Données de détection d'objets:
((
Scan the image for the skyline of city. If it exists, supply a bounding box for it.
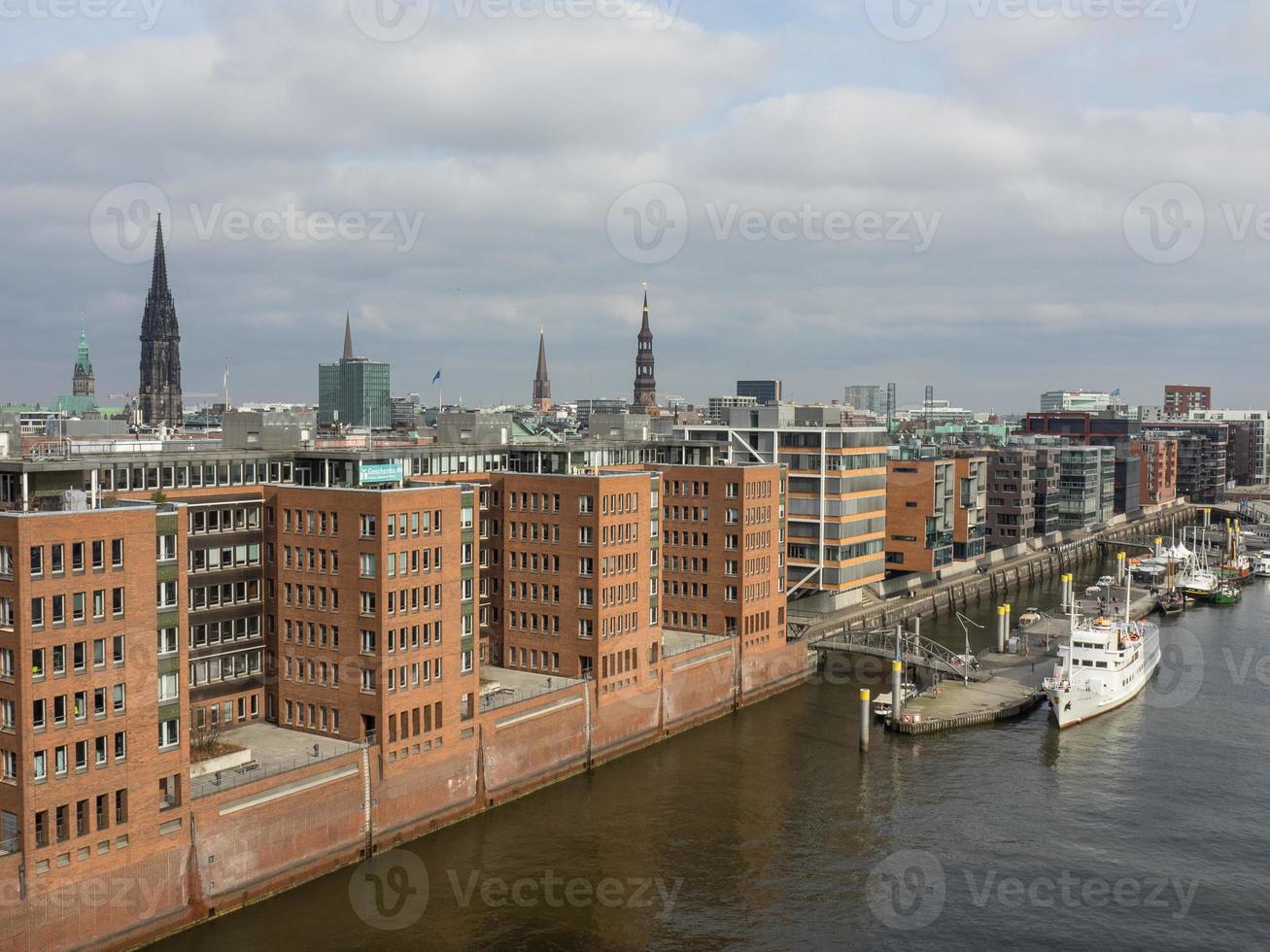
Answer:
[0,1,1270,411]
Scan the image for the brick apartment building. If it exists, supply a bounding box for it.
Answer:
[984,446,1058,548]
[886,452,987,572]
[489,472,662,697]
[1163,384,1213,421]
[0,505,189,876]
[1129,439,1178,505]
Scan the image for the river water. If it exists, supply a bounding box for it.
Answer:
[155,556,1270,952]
))
- **OBJECTIF DE L'EXERCICE**: Recopiez à l'identique l'ensemble des données ci-dessus, sans y inclure les images.

- **RÉPONSE RÉDIGÉE**:
Scan the image for the skyline of city. If it exists, supply a bounding box for it.
Answer:
[0,1,1270,411]
Scan the image for the brick apartment building. If it exists, supply a bounding box for it.
Answer:
[984,446,1058,548]
[886,452,987,572]
[489,472,662,697]
[1163,384,1213,421]
[0,505,189,876]
[1129,439,1178,505]
Scan the image for the river water. If it exists, supply a bounding box for it.
Answer:
[155,556,1270,952]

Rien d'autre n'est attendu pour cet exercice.